> EXCERPTED PASSAGE
####

Learning and homework struggles are rooted in clusters of weak cognitive skills. As a new school year begins, many parents are worried that there’s nothing they can do to help their child’s academic performance. Evidence of challenges with homework and studying re-emerge just where they left off last year. But a new report is shedding some light on learning struggles, explaining that they are rooted in clusters of weak cognitive skills. Specifically, that training one specific skill—such as attention—isn’t enough because learning struggles, including ADHD, may be rooted in clusters of weak cognitive skills. The same applies to struggling readers and those who have difficulty with comprehension and math.

“About 30% of our clients were diagnosed with ADHD before coming to us,” says Tanya Mitchell, Chief Research & Development Officer for LearningRx (, a one-on-one brain training franchise with 80 centers across the United States and locations in 40 countries. “We found that most of those students, in addition to weak broad attention skills, had weak long-term memory, processing speed and working memory.”

According to Mitchell, cognitive skills can be targeted with an intervention like personal brain training, which incorporates immediate feedback, intensity and loading, among other features, to train those weak skills.

“Over a six-year period, we had 5,416 children and adults come to LearningRx with the diagnosis of ADHD,” she says. “We measured the cognitive performance of these clients before and after brain training, and the largest gains were seen in IQ, auditory processing, long-term memory and broad attention. After LearningRx brain training, IQ scores improved by an average of 15 standard points, and broad attention skills improved an average of 24 percentile points.

####

> Collected data entries
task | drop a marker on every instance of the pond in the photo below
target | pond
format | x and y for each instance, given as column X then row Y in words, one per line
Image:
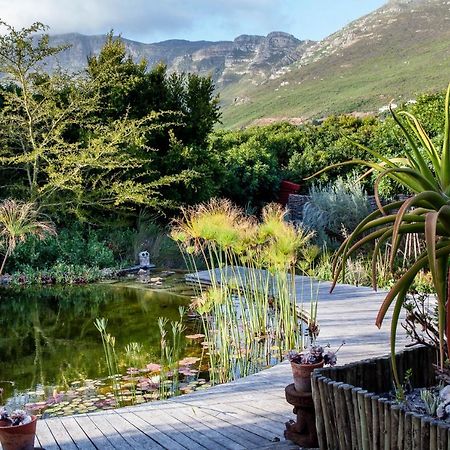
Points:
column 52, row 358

####

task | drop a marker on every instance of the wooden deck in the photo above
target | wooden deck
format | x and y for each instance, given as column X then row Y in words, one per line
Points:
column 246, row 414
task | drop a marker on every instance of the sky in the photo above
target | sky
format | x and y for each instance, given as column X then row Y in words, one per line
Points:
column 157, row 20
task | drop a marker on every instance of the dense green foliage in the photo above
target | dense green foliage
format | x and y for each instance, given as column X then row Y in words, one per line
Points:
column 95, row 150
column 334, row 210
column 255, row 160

####

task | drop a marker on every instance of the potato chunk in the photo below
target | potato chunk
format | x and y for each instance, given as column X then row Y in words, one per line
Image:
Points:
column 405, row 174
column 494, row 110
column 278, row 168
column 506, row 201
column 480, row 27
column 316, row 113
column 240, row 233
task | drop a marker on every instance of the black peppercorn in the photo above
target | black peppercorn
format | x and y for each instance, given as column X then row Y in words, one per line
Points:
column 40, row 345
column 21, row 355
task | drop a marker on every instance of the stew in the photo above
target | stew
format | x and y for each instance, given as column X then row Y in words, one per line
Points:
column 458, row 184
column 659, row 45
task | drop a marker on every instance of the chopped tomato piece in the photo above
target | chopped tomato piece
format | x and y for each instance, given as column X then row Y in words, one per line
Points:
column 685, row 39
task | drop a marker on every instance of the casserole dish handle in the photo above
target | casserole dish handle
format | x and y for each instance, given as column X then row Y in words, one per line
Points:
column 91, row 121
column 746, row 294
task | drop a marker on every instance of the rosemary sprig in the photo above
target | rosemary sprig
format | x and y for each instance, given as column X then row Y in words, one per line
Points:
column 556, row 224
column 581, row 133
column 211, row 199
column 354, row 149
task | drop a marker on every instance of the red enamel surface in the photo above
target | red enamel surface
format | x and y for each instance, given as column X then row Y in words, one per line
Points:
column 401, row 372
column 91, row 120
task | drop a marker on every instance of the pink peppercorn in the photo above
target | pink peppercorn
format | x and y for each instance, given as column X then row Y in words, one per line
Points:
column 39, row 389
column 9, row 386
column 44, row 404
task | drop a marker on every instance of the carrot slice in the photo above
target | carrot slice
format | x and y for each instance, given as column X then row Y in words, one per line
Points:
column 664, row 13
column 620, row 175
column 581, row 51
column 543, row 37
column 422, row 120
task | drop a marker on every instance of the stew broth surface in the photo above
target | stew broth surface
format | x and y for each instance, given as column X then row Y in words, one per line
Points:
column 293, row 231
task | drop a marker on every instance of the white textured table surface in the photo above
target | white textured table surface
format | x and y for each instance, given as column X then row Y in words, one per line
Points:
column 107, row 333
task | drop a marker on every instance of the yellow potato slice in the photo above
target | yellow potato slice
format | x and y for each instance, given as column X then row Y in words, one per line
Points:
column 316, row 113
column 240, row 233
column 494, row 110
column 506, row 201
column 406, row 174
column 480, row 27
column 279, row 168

####

> PARTS OF THE EXERCISE
1. Answer these questions using the article on learning struggles:
(a) About what share of LearningRx clients had an ADHD diagnosis before they came in?
(b) How many centers does LearningRx have across the United States?
(c) By how many standard points did IQ scores improve on average after the brain training?
2. According to the article on learning struggles, why isn't training one specific skill, such as attention, enough? Answer in one to three sentences.
3. Transcribe the part of the article on learning struggles starting at "Learning and homework" and ending at "comprehension and math.".
The material has nothing to do with the article on learning struggles.

> ANSWER SECTION
1.
(a) About 30%.
(b) 80 centers.
(c) An average of 15 standard points.

2. Training one skill isn't enough because learning struggles, including ADHD, may be rooted in clusters of weak cognitive skills.

3.
Learning and homework struggles are rooted in clusters of weak cognitive skills. As a new school year begins, many parents are worried that there’s nothing they can do to help their child’s academic performance. Evidence of challenges with homework and studying re-emerge just where they left off last year. But a new report is shedding some light on learning struggles, explaining that they are rooted in clusters of weak cognitive skills. Specifically, that training one specific skill—such as attention—isn’t enough because learning struggles, including ADHD, may be rooted in clusters of weak cognitive skills. The same applies to struggling readers and those who have difficulty with comprehension and math.